Task inputs:
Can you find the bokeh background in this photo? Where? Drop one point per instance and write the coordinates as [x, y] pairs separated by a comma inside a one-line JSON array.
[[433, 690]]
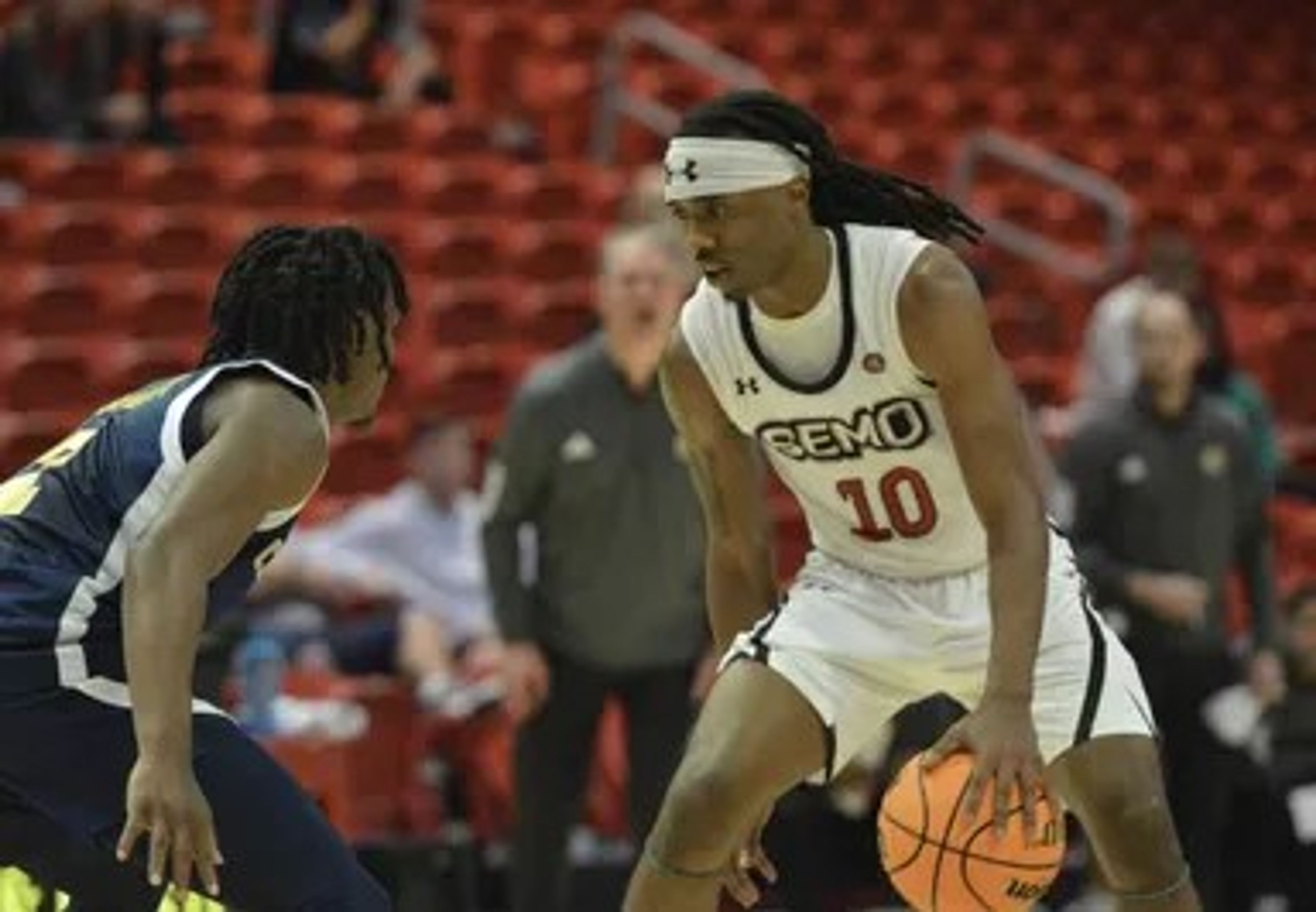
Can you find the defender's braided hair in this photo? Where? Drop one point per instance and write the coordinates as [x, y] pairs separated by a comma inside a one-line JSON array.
[[301, 297], [841, 191]]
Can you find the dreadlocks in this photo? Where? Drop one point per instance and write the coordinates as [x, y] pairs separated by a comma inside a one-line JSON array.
[[841, 191], [302, 297]]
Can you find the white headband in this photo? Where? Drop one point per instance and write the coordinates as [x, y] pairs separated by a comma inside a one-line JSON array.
[[705, 166]]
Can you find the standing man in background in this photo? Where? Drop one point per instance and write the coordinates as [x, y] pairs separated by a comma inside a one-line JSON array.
[[1167, 499], [590, 461]]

Set exercise: Turn every one of the records above into a JSON list of strings, one string per line, and drop any blank lines. Leave the pictures out of the list.

Task solution:
[
  "Can you find the bokeh background in this photo? Where? Drop one point per instance and write the coordinates as [x, y] pairs separated by a comma inside a one-line JSON array.",
  "[[433, 690]]",
  "Can you find the defender's braided hair in this photo? Where? Drop one point per instance and write the coordinates as [x, y] pairs separated by a comma inside a one-line JSON array.",
  "[[301, 297], [841, 191]]",
  "Can you find the dreadlocks in this photo? Where? Drop one point per instance and write the coordinates as [x, y] pairs separated by a comma inside a one-line JSON array.",
  "[[841, 191], [302, 297]]",
  "Can you find the white headband in this photo? Where? Drop one point per instance and write the coordinates as [x, y] pairs separated by a comma inside a one-line JSON array.",
  "[[705, 166]]",
  "Can you find the standing man in background in this photo? Where? Drop one point per instance and write the coordinates as [x, y] pairs separated by a comma inside a one-line JSON array.",
  "[[1167, 499], [590, 461]]"
]